START RECORDS FOR THE EXERCISE

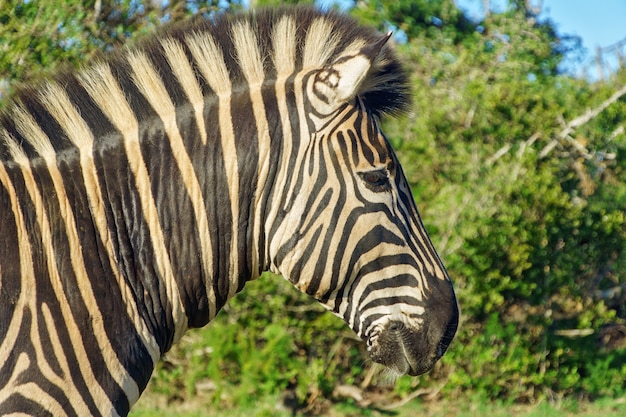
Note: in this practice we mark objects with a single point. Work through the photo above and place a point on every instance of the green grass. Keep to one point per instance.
(153, 405)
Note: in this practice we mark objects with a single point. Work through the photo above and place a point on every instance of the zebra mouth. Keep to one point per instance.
(408, 351)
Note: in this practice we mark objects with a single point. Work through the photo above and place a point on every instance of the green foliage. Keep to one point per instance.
(526, 207)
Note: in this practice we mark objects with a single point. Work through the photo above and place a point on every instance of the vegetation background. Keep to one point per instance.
(519, 171)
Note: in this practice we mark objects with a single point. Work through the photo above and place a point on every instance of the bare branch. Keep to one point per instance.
(579, 121)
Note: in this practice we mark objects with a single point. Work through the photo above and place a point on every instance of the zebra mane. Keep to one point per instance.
(319, 37)
(269, 43)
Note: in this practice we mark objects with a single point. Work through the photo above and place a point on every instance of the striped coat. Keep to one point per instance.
(141, 193)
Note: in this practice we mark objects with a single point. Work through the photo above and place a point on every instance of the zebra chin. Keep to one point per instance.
(404, 350)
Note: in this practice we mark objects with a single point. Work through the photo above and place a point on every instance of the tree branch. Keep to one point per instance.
(579, 121)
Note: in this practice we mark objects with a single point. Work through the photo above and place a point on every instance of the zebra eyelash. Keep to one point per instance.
(376, 180)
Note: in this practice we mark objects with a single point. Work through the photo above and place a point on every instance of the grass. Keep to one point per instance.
(153, 405)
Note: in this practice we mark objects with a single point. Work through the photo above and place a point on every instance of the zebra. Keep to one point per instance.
(140, 193)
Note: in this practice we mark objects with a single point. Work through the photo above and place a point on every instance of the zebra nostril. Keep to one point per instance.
(396, 326)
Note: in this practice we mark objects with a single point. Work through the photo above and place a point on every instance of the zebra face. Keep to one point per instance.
(353, 238)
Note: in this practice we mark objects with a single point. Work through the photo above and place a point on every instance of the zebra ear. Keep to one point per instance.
(340, 81)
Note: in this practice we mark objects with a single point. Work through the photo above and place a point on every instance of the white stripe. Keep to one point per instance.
(211, 63)
(151, 86)
(84, 366)
(106, 92)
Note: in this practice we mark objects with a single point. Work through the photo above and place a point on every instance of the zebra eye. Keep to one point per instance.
(377, 181)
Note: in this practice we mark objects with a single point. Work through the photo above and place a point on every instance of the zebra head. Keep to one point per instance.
(348, 231)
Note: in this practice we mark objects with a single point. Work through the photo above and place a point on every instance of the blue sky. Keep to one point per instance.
(599, 23)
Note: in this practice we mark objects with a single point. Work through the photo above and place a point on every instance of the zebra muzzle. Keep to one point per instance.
(411, 351)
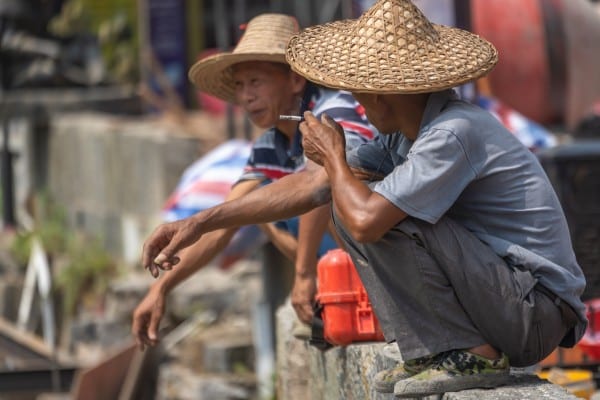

END RECORDS FOR THE EXERCISE

__STATED EXERCISE__:
Please copy the lines starting at the one containing "head. Keep to one point per instance." and ending at the last line, scaling each coordinate in the answers by 2.1 and rounding it to a whole number, with halves rounded up. Keep every other line unchanged, and leave the pictures out.

__RESPONSE TO THIS EXERCISE__:
Note: in this practice we mark objects with a single point. Work through the photo above and place a point on every instance of the zebra head. Keep to one point per instance.
(731, 485)
Note: in this practice we mark objects with a single point. Work through the photo above and place a point on every instance of the blue sky. Keep to one point per instance.
(1258, 48)
Note: in this practice we mark objects with a single point. Work through the photo above and place a point on every instance of the zebra muzzle. Keep to one point per instance.
(863, 737)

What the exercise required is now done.